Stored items

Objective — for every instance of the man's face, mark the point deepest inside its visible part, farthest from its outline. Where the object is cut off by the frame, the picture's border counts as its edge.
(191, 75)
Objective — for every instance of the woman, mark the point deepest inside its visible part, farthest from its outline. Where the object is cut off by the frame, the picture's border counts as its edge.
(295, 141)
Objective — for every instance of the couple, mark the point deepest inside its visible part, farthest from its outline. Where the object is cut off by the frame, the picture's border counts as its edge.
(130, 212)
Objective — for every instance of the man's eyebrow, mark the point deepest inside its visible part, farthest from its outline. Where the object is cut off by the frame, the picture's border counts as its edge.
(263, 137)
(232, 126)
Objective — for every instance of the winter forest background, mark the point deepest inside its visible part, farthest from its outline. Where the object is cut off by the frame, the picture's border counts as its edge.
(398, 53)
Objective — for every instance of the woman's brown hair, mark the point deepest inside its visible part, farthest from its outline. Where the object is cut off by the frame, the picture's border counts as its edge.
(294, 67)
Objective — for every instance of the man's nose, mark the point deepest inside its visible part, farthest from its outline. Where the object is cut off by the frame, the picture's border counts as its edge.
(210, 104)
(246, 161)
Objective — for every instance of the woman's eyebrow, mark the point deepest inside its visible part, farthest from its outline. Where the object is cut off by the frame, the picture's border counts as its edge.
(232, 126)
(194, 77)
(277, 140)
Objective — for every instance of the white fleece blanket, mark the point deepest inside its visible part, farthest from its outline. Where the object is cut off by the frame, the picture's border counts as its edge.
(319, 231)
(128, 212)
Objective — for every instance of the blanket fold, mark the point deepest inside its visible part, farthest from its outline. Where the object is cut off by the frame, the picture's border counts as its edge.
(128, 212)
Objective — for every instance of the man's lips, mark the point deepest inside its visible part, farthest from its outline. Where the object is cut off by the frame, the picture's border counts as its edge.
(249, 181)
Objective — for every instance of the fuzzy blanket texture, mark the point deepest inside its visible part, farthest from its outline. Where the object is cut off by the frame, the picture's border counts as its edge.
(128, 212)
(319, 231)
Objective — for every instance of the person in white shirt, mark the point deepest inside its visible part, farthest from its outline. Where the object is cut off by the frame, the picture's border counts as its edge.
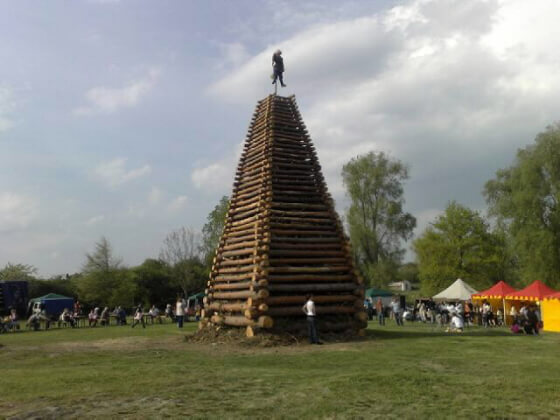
(309, 310)
(179, 312)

== TASK STATEMENT ==
Turn the lines above into a CSV with the columns "text" and "answer", one row per line, putting all of a line's answers together in a single quoted field and replacing any line breaks with spaces. Leave the pictures out.

== RESPONSE ==
text,answer
"Objective — for every instance of the man's face, mark the point deepest inside its visible part, farthest from its outline. Where the object is cut off by the frame, the picture's border counts as its edge.","(191, 75)"
"Objective — for every instance of the woman, mark the point deepest inside its visible part, farthest from its outline. Where the object is cut off by the frame, the picture's border counts as its edge.","(295, 141)"
"Objective — for every instance of the couple, mark the point deepest inside its visible part, farthest from its outline. Where the object is cut off by the frame, the picture's border counts as its edge.","(130, 212)"
"Objective — for every instance of the man's eyebrow, mark the point deepest inside its visible part, farthest from its outline. Where the object is cut off by the frame, the picture's border counts as its edge.","(263, 137) (232, 126)"
"Objective — for every instance of the winter forest background, mark the point deepest inside its visible part, farthest from its outline. Where the object is cut off by the frame, the picture's border counts as its edge.","(398, 53)"
"Objective — for every instance of the woman's brown hair, mark the point deepest inside its visible part, farthest from its outline. Where the object is cut off by the frame, the picture's border counts as its edge.","(294, 67)"
"Objective — for every instance of the man's nose, mark the point deepest inside its visible part, farthest from its outline. Where the object is cut off by the frame, the picture's border counts as its edge.","(210, 104) (246, 161)"
"Objective — for every instance of the woman's eyebrow, mark the point deepest inside its visible part, farthest from its outline. Where the object is cut off by the frame, the picture's border counts as its edge.","(232, 126) (194, 77) (277, 140)"
"Objective — for every instance of the white fleece blanket, mark the point deepest inside its visible part, farthest from its outline. Where the object is cut off by the frame, the picture's border counts as its edge.","(319, 231) (128, 212)"
"Objective — for every instance of the blanket fold, mark the point deepest inside its visible part, farthest from its outline. Where the object is cut off by the frame, the picture's border counts as its edge.","(128, 212)"
"Objective — for every instance of the man's lips, mark the point deepest inside its visible part, farthest from its outline. Where the object is cut off by the frame, the picture's border counts as its edge.","(249, 181)"
"Objective — for every instance of the fuzzy blanket texture, mark the point deepest inside its visible part, farthest from its outline. Where the object is cut off by the frame, the picture's border counts as its edge.","(128, 212) (319, 231)"
"Objective — for every instance of the person in white shirt, mark the point deepest inside its visible part, farthest from its outline. Where the object is cut off by the frame, the picture's border counts as its edge.","(309, 310) (179, 312)"